• WHAT IS NEEDED
Give only the lines from the one containing "Indicate the white cabinet" through the end of the material below, exactly as written.

[Point labeling dataset excerpts]

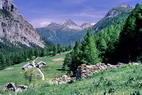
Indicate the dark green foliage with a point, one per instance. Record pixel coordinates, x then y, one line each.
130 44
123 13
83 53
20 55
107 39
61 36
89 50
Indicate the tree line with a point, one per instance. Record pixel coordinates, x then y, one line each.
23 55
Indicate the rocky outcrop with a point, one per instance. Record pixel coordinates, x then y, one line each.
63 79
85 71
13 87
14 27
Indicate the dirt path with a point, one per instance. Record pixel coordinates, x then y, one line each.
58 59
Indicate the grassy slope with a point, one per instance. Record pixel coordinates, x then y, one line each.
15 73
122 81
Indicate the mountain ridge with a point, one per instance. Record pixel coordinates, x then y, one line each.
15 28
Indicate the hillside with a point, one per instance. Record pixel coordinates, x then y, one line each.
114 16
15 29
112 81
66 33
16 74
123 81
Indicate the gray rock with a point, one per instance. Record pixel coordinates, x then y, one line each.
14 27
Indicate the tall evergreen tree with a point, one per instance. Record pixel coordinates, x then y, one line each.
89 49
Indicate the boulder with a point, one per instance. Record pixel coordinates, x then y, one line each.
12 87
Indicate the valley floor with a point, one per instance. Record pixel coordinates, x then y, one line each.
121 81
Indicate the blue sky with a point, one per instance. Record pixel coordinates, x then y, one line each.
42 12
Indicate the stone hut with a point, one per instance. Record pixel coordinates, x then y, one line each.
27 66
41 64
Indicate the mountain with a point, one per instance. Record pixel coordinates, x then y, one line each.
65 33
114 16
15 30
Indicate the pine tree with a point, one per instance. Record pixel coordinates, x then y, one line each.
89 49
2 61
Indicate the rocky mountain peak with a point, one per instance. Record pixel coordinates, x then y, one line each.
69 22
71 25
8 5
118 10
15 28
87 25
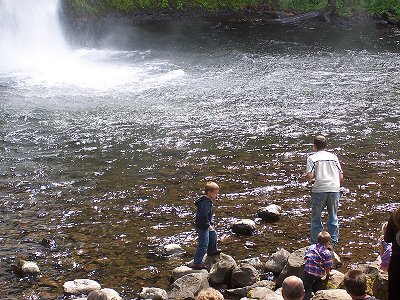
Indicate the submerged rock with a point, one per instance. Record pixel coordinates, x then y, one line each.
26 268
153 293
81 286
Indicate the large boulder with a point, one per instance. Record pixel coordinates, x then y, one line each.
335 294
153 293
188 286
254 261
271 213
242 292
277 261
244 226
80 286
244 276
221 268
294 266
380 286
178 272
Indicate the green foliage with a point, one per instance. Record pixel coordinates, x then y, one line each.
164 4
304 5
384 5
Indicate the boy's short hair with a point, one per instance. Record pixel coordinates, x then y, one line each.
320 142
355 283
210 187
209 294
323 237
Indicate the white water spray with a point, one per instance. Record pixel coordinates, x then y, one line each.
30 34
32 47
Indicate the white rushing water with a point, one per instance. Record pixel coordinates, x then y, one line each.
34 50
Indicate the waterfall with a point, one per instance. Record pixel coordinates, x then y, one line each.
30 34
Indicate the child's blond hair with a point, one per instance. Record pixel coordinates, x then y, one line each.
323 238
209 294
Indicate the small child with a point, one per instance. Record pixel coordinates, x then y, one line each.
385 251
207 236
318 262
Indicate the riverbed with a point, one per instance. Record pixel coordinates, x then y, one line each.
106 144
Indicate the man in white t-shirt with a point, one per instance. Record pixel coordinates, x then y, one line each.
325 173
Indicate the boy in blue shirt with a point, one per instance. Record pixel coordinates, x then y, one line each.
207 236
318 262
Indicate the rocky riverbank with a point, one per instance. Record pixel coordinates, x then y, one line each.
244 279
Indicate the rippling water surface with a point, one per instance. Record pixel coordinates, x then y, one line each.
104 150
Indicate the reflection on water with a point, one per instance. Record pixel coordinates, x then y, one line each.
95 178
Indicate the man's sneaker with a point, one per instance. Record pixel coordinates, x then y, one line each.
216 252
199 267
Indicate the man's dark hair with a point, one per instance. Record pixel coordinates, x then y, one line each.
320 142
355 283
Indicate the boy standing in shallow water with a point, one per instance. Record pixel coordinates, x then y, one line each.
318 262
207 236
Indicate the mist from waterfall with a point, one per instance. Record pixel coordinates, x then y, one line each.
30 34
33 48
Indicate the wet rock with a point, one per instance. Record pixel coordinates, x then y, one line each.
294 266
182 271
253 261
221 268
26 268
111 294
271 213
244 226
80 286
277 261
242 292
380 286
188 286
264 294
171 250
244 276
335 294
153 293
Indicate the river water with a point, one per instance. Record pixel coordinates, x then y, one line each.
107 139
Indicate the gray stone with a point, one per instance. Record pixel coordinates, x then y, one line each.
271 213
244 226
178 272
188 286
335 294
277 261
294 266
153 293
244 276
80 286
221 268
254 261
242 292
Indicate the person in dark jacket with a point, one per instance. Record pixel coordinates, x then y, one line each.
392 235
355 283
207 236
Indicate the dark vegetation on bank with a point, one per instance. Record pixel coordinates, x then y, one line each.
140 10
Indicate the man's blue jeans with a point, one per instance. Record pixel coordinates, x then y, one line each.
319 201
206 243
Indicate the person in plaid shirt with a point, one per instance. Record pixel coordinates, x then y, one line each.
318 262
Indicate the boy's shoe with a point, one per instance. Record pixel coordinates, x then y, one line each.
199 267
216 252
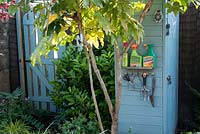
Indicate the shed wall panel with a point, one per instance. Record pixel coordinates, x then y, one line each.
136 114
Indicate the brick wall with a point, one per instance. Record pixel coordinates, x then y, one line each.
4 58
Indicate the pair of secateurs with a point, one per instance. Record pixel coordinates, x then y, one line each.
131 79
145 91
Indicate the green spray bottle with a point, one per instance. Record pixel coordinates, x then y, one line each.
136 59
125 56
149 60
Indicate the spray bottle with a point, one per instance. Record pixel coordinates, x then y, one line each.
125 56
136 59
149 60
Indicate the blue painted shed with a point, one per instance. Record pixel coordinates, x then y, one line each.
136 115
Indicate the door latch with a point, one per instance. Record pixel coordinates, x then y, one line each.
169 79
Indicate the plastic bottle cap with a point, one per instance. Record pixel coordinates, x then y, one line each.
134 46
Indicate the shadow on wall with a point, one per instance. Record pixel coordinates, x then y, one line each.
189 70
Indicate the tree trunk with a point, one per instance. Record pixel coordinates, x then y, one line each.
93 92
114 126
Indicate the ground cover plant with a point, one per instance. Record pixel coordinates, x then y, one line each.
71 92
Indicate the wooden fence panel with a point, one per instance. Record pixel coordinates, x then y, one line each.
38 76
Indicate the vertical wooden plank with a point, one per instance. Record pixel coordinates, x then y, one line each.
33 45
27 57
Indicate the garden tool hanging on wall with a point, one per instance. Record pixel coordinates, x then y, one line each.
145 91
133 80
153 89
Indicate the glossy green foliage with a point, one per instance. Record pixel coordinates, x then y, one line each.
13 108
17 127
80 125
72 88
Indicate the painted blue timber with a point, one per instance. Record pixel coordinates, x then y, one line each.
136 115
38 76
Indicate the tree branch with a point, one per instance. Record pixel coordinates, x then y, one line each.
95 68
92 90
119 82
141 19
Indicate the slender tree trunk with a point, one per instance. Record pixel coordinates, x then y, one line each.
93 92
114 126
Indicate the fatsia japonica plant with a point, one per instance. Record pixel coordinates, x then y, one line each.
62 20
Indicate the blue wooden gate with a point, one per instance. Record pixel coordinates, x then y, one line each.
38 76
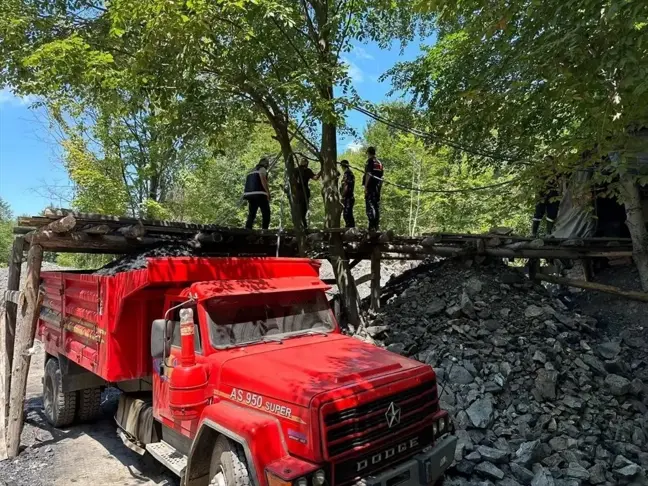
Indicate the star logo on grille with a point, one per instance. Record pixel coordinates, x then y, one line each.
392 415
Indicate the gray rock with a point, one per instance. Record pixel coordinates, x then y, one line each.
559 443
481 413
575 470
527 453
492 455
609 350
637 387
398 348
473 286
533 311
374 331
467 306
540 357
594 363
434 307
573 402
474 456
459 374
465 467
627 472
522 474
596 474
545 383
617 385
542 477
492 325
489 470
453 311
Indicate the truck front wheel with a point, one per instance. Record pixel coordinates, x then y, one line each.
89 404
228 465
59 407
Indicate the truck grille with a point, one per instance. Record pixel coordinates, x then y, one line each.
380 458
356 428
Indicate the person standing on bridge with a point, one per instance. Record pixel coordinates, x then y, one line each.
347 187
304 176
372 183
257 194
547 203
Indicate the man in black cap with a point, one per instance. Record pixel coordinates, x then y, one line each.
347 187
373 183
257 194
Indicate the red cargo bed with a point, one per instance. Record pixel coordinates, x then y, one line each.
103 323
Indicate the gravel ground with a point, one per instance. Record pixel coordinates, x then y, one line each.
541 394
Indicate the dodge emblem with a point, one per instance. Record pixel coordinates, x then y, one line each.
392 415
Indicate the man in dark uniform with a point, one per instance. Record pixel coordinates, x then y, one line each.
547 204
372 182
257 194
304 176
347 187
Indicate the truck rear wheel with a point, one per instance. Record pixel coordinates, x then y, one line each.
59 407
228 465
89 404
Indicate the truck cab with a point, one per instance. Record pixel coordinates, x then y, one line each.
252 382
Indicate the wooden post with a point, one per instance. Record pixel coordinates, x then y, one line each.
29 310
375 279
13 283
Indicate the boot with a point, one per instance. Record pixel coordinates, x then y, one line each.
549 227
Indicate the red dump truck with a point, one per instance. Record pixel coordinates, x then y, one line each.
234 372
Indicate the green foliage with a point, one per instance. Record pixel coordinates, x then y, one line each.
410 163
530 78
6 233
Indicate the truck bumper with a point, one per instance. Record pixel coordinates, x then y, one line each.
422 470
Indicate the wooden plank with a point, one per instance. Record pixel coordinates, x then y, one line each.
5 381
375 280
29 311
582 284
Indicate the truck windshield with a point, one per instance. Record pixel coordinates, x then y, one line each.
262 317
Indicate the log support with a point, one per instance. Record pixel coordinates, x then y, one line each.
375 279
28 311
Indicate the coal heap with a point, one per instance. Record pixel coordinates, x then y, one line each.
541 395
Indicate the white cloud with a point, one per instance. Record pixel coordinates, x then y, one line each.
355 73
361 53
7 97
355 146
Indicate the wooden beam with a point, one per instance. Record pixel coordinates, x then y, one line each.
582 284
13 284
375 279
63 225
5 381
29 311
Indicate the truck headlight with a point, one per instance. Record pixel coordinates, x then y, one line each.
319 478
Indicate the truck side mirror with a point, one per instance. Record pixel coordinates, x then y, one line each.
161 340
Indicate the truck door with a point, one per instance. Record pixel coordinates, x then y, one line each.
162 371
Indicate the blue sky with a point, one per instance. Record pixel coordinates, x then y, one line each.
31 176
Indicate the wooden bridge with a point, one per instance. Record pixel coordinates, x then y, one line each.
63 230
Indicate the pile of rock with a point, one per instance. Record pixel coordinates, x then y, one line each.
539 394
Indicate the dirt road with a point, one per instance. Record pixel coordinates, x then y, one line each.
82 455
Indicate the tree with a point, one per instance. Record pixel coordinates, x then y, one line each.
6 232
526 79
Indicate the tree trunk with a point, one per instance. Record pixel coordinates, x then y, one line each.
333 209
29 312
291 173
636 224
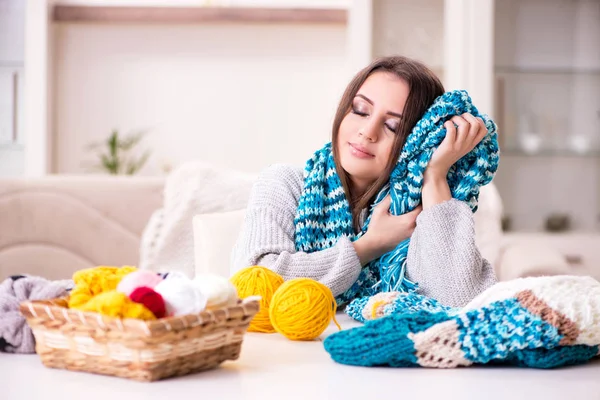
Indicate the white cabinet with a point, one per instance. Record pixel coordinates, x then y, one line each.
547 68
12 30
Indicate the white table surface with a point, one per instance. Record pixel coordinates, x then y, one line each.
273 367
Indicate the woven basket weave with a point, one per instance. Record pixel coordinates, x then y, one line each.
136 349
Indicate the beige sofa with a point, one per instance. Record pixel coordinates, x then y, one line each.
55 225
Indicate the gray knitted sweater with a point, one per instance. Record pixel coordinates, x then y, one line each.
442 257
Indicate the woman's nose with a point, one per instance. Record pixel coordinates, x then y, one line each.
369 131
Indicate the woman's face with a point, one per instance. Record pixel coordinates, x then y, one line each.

• COMPLETE RESPONSE
Indicate the white cabinet with a point, one per instance. Record pixel coordinates, x then y, one line each.
547 68
12 30
Indicate the white table surface with a point, one per instance. Record pixel coordinates, x then y, one line each.
273 367
Indicate the woven basket weave with a point, one per instance. Record pixel coordinates, x then y, one line each.
136 349
Indicate the beige sofa with a point, one per instance. Record pixel coordinates, x then y, one line each.
55 225
Indicate the gray knitted sweater with a point, one per instance. Record pixel coordinates, x then y, one line each.
442 257
Indicate the woman's nose with a point, one per instance. Record pixel coordinates, x then y, one line each.
369 131
Indicate the woman's face with a point, one per instance. Record pixel coordinates, x then y, one line each.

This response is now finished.